TASK BRIEF |
Scan the entries below for the word "shrub", then copy each line that holds it.

DATA EXCERPTS |
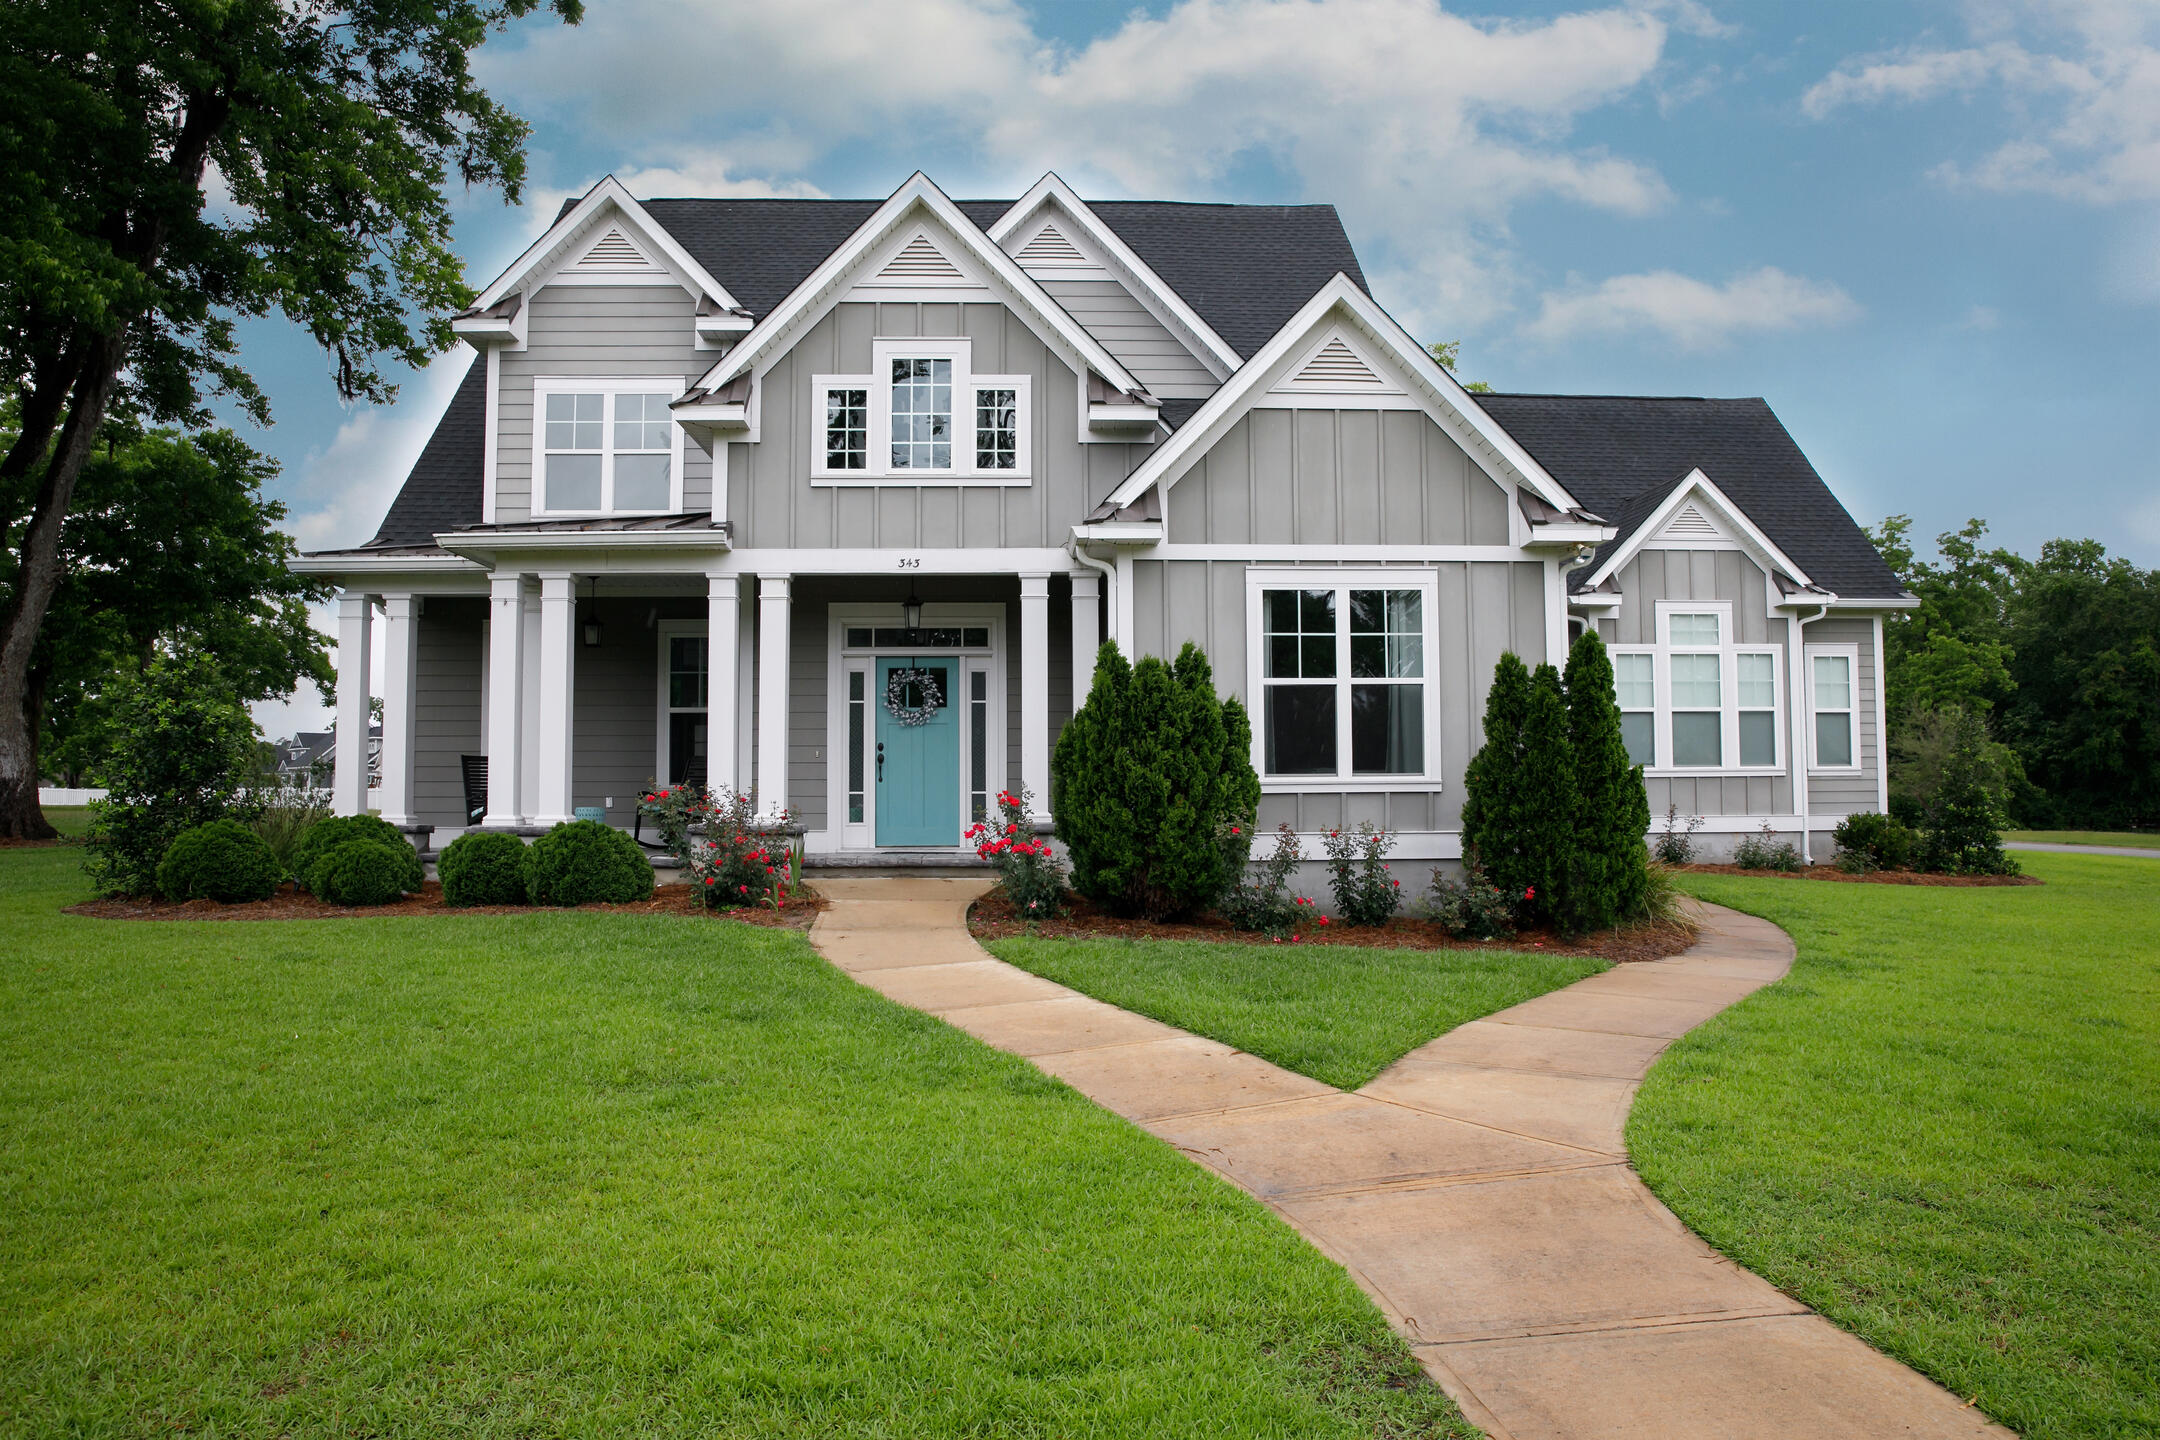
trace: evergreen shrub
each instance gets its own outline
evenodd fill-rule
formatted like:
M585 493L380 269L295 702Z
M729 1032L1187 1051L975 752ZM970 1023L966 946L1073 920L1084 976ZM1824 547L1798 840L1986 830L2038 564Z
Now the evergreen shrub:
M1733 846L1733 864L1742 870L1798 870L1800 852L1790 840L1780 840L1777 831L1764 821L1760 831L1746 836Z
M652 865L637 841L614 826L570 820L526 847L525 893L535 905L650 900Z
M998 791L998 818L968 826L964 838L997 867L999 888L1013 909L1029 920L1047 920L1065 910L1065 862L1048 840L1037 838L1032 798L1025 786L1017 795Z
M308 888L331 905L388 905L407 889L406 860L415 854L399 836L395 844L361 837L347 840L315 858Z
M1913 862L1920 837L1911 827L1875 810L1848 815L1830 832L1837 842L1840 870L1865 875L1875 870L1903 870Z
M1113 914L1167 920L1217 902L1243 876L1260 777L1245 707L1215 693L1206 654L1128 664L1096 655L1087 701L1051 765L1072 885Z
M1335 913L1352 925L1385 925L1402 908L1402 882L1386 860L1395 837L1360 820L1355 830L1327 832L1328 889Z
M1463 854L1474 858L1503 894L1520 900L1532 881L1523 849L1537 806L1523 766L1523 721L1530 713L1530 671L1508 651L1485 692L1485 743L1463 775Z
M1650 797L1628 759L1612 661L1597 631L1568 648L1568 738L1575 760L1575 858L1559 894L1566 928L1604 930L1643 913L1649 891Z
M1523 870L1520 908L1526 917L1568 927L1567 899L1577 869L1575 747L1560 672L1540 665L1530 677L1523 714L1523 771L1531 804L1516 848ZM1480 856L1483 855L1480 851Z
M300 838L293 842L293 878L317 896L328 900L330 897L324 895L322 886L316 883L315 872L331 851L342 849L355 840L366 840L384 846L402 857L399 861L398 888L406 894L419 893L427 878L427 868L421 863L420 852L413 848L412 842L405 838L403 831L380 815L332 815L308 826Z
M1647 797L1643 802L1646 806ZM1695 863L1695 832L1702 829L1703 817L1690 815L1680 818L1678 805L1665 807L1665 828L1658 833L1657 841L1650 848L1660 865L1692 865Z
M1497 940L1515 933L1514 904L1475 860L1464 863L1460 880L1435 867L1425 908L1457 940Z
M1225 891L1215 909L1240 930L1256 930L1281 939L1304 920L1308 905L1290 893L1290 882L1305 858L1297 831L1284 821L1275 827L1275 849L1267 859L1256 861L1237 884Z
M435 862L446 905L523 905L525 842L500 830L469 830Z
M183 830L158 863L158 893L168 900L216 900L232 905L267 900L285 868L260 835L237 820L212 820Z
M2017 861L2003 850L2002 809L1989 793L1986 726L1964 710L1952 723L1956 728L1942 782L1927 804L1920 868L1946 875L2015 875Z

RESPONSE BOX |
trace: evergreen shrub
Now the evergreen shrub:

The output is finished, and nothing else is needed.